▶ _Work item_
Every line in the records below between the one holding "Q: Point to the white cap" and the one holding "Q: Point to the distant", inclusive, is to be set down exactly; all other lines are to be left out.

▶ _Provided records_
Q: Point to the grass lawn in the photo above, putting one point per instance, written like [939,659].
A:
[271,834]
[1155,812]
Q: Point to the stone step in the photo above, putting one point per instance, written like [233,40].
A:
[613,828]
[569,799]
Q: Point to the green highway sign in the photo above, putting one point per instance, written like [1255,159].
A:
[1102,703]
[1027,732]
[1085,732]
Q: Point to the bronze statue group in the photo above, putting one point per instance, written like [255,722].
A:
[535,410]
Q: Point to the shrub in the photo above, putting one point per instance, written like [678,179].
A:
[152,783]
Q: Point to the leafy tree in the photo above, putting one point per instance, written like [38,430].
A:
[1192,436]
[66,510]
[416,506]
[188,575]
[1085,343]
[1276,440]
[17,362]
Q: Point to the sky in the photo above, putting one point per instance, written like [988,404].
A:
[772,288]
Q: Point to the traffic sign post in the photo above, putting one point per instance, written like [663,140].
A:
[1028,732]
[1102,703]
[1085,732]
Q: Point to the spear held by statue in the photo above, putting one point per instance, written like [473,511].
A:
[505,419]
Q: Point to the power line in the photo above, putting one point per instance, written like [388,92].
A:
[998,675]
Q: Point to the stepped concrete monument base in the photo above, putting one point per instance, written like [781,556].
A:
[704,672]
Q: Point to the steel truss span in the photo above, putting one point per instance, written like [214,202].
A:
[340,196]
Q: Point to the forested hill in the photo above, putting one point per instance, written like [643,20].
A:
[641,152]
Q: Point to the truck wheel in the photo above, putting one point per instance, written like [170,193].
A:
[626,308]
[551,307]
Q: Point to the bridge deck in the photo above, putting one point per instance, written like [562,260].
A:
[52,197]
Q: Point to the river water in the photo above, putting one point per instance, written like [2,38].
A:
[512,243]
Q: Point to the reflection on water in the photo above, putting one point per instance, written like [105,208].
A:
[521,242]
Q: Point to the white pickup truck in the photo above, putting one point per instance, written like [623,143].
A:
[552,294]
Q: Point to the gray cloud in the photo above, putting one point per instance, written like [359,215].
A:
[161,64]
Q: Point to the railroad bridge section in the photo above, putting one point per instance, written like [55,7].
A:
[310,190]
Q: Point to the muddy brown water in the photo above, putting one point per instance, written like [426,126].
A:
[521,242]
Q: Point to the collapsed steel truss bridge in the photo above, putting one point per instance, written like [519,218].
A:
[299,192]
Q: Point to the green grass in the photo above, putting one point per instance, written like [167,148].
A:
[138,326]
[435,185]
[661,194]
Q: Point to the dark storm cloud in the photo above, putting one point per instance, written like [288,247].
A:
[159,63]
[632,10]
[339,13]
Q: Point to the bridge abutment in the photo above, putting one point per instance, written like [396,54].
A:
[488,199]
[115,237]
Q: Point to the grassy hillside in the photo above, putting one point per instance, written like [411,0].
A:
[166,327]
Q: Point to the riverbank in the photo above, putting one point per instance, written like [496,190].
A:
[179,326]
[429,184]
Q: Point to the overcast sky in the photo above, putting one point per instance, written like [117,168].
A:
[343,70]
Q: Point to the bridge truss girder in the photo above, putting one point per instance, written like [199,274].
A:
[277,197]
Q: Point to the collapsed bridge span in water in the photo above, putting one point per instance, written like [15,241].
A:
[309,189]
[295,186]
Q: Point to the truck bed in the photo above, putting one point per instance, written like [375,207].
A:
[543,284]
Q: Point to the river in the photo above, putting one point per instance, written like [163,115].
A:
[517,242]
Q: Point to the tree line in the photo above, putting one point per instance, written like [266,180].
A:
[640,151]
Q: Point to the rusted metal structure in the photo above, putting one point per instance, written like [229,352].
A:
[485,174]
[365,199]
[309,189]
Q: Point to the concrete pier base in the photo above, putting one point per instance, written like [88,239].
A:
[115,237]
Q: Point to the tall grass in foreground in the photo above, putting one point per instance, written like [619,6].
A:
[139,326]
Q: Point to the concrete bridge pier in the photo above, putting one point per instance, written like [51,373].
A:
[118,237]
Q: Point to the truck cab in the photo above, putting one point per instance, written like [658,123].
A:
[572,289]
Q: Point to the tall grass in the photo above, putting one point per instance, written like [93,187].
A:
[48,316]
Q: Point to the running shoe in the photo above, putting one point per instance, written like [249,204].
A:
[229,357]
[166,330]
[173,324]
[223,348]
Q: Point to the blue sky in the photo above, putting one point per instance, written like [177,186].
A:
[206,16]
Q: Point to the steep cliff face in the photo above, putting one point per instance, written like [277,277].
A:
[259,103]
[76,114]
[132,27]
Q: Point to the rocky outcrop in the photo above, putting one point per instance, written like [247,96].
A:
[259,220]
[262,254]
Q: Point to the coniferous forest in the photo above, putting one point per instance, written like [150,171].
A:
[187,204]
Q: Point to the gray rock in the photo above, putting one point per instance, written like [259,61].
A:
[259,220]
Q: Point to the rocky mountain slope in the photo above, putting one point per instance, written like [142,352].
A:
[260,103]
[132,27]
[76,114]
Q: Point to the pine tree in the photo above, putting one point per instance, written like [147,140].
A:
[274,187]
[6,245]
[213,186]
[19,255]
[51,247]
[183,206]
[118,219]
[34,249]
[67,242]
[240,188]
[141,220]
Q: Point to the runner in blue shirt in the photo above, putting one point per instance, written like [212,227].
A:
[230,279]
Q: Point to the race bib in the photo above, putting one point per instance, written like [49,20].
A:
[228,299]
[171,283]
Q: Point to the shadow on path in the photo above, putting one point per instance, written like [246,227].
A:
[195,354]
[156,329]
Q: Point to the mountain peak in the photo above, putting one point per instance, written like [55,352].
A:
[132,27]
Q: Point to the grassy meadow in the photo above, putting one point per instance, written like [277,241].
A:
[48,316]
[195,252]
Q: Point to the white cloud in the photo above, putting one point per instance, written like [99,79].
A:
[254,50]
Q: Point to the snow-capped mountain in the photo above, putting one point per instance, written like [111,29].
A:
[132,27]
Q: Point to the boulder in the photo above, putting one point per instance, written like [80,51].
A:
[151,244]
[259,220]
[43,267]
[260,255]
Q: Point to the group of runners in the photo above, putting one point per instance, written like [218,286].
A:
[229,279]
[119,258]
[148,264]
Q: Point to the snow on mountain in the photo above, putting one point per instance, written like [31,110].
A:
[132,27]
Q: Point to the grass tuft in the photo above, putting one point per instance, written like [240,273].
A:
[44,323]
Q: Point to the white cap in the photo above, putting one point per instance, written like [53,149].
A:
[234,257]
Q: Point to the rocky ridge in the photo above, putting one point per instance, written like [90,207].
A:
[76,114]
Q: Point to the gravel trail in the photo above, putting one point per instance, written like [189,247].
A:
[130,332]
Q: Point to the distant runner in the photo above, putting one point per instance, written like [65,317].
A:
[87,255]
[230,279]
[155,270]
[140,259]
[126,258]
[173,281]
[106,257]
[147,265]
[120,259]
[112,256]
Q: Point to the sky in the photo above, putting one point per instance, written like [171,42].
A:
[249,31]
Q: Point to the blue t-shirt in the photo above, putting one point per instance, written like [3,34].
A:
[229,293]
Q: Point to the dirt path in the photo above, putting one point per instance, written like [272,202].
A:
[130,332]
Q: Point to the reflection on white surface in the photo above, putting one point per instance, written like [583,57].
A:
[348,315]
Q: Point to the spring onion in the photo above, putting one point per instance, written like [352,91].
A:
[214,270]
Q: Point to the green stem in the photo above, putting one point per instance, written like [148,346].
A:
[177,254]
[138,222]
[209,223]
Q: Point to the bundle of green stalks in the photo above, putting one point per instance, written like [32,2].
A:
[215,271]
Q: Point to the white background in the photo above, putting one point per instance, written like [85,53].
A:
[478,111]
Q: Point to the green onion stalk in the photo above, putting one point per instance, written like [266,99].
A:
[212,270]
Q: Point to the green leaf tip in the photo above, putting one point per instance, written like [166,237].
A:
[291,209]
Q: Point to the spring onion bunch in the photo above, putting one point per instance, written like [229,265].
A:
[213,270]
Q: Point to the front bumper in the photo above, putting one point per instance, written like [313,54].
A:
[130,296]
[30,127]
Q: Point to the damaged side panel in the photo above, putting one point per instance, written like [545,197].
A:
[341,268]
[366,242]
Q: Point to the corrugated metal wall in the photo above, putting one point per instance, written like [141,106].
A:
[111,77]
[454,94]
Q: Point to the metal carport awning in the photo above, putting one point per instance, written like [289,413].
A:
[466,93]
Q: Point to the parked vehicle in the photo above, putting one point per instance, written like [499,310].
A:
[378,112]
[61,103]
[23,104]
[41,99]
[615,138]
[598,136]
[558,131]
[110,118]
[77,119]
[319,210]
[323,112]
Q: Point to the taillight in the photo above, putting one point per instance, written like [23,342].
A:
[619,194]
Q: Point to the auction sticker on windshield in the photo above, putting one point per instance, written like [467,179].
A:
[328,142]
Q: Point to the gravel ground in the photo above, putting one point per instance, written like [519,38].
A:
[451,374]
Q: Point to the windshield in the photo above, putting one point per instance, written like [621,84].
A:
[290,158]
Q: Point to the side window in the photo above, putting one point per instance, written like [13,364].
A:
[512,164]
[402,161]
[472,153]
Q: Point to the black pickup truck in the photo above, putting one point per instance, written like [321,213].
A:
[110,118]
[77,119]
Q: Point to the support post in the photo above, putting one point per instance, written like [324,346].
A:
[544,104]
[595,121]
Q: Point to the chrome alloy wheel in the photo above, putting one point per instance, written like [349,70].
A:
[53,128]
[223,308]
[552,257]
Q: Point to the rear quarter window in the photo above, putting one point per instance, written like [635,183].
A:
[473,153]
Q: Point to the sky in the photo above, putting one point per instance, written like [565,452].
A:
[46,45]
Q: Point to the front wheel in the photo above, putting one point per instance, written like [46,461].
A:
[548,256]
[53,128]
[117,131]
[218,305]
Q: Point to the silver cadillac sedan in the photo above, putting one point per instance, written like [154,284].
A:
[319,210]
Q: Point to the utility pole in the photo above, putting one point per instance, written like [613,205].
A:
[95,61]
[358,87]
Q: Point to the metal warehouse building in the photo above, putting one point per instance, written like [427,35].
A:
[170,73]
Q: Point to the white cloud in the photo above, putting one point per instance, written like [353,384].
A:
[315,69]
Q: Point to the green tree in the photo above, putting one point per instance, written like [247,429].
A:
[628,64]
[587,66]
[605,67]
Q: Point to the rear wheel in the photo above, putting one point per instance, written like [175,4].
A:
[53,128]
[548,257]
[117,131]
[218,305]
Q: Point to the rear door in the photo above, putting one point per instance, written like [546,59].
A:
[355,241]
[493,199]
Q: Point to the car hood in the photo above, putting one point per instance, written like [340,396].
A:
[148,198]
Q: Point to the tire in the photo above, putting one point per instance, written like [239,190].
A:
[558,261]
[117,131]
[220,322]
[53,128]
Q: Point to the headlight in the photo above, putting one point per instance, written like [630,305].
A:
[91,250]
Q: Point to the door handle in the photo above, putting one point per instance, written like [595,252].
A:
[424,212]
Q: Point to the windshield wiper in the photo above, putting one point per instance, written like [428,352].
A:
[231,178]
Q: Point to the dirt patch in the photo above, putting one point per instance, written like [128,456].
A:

▶ _Response area_
Q: Point to the white cap in the photo above, putting one point per instance, written like [53,149].
A:
[234,257]
Q: Point to the rocky ridge in the photo above, putting one point per instance, written like [90,207].
A:
[76,114]
Q: Point to the gravel trail in the photo above, putting one point per instance, written like [189,247].
A:
[130,332]
Q: Point to the distant runner in the photo above, putting one point per instance, written like [65,317].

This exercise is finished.